● Given task: Change "lantern" to "lamp" in the lines running from the one holding "Phrase: blue jeans" through the end of the records, inclusive, and give only those lines back with nothing else altered.

● Data section:
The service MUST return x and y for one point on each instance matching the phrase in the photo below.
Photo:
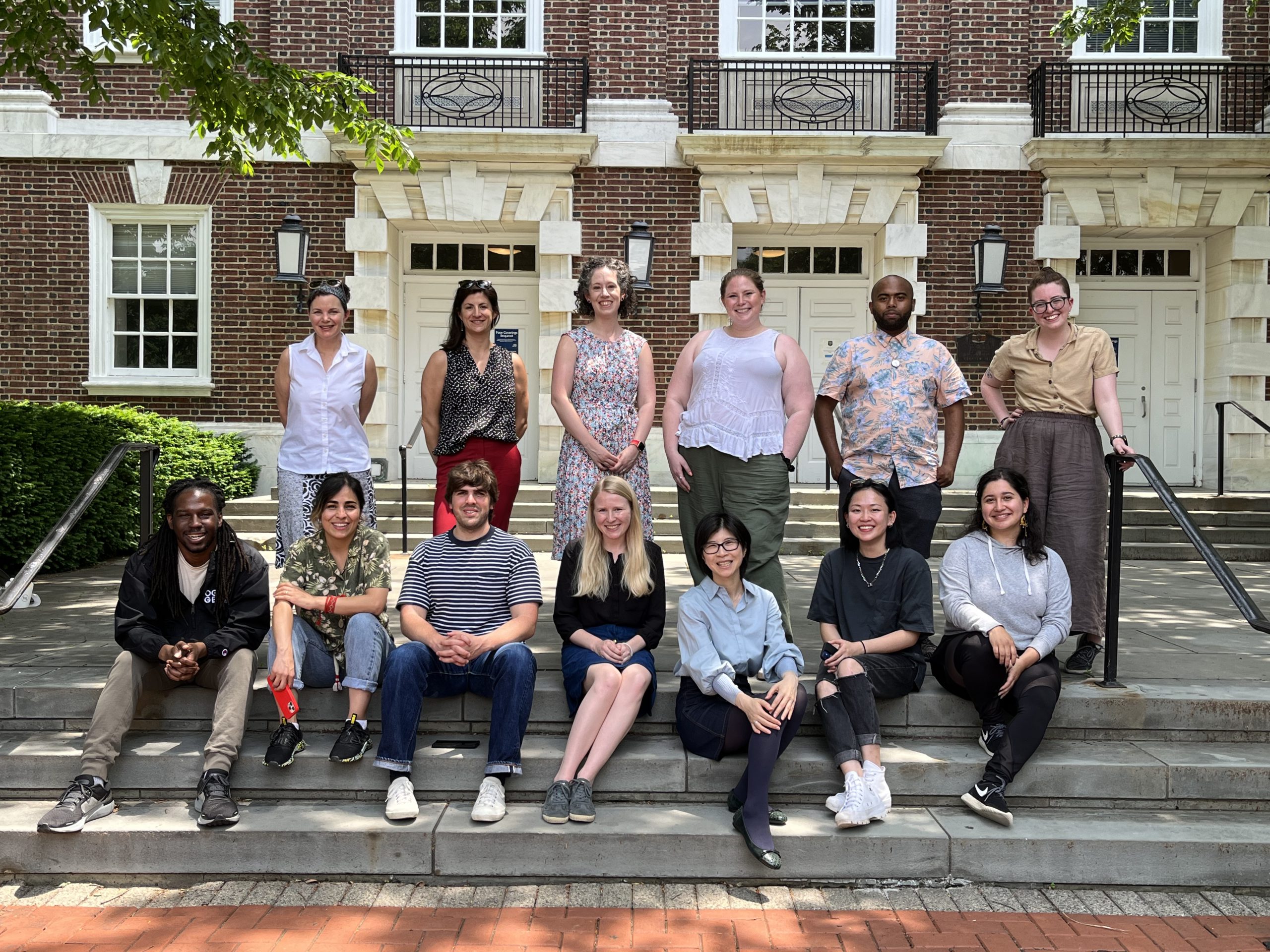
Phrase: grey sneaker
(82, 803)
(581, 809)
(556, 806)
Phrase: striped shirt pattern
(470, 586)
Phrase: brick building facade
(879, 136)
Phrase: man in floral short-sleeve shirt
(312, 567)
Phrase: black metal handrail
(762, 96)
(1124, 99)
(1217, 565)
(475, 92)
(149, 456)
(1221, 437)
(405, 515)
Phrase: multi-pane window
(472, 24)
(807, 27)
(153, 298)
(801, 259)
(454, 257)
(1173, 27)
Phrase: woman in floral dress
(604, 390)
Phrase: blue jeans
(414, 672)
(366, 645)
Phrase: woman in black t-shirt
(873, 602)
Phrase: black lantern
(990, 254)
(291, 250)
(639, 254)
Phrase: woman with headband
(325, 386)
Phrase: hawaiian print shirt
(890, 390)
(312, 567)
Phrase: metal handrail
(1221, 437)
(1217, 565)
(149, 456)
(405, 448)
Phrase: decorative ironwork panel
(1124, 99)
(474, 92)
(828, 97)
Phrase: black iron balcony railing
(474, 93)
(1127, 99)
(754, 96)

● The response:
Phrase: blue jeans
(414, 672)
(366, 645)
Phrase: woman in black t-shirt
(873, 602)
Phrase: black lamp
(990, 254)
(291, 250)
(639, 254)
Phrase: woman with headband
(325, 386)
Phrase: hawaiian print shirt
(890, 390)
(312, 567)
Phrase: metal handrail
(1221, 437)
(1217, 565)
(149, 456)
(405, 448)
Phrase: decorative ironwork panel
(1124, 99)
(474, 92)
(828, 97)
Phrase: black iron balcony railing
(474, 93)
(1127, 99)
(754, 96)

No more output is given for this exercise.